**SELECTION**:
** START **
Flink State and Checkpoint: State Management, Fault Toler...

This is article 95 in the Big Data series, introducing Flink stateful computation and fault tolerance mechanisms.

Full illustrated version: CSDN Original | Juejin

State Types

Flink divides computation into two types based on whether intermediate results need to be saved: stateful and stateless computation.

1. Stateful Computation

Characteristics: Need to save intermediate results or state, rely on previous or subsequent events for data processing

State Types:

Keyed State: State associated with specific keys
Operator State: State bound to operator instances

Typical Application Scenarios:

Window aggregation (e.g., calculate average temperature within 5 minutes)
Pattern detection (e.g., detect abnormal login sequences)
Data deduplication (e.g., e-commerce order deduplication)

State Backend Support:

MemoryStateBackend (memory)
FsStateBackend (file system)
RocksDBStateBackend (embedded database)

2. Stateless Computation

Characteristics: Each data record is processed independently, no need to save intermediate state

Typical Operators:

Map (one-to-one transformation)
Filter (data filtering)
FlatMap (one-to-many transformation)

Application Scenarios:

Simple data format transformation
Data filtering (e.g., filter debug info from logs)
** END **
**PARTS OF THE EXERCISE**:
A: Answer from the Flink state article:
(i) Which state backend uses an embedded database?
(ii) Which operator performs a one-to-many transformation?
(iii) What is Keyed State associated with?
B: Proceed with the Flink state article from where it stops.
The lines that come next are not needed here.

**DATASET EXTRACT**:
** START **
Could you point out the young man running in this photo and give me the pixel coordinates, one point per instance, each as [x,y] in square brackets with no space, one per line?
** END **
**ANSWERS PROVIDED**:
A:
(i) RocksDBStateBackend
(ii) FlatMap
(iii) Specific keys

B:
Data splitting (e.g., split CSV lines into multiple fields)

Advantages: High execution efficiency, low resource consumption, linearly scalable

State Types

According to different data structures, Flink defines multiple States:

ValueState: Single value state of type T, bound to corresponding key. Simplest state. Can update state value via update method, get state value via value() method
ListState: State value is a list on the key. Can add values to list via add method, return Iterable via get() to iterate state values
ReducingState: This state uses user-provided ReduceFunction. When add method is called, calls ReduceFunction and merges to a single state value
FoldingState: Similar to ReducingState, but state value type can differ from element type added via add method (will be removed in future Flink versions)
MapState: State value is a Map. User adds elements via put and putAll methods

State is divided by whether it has Key:

KeyedState
OperatorState

Case: Using State to Calculate Average

Implementation Approach

Read data source
Group data source by Key
For keyed stream data, call stateful processing: instantiate a state instance, update state as stream data arrives, output result

Write Code

package icu.wzk;

public class FlinkStateTest01 {

    public static void main(String[] args) throws Exception {
        StreamExecutionEnvironment env = StreamExecutionEnvironment.getExecutionEnvironment();
        env.setParallelism(1);
        DataStreamSource<Tuple2<Long, Long>> data = env
                .fromElements(
                        Tuple2.of(1L, 3L),
                        Tuple2.of(1L, 5L),
                        Tuple2.of(1L, 7L),
                        Tuple2.of(1L, 4L),
                        Tuple2.of(1L, 2L)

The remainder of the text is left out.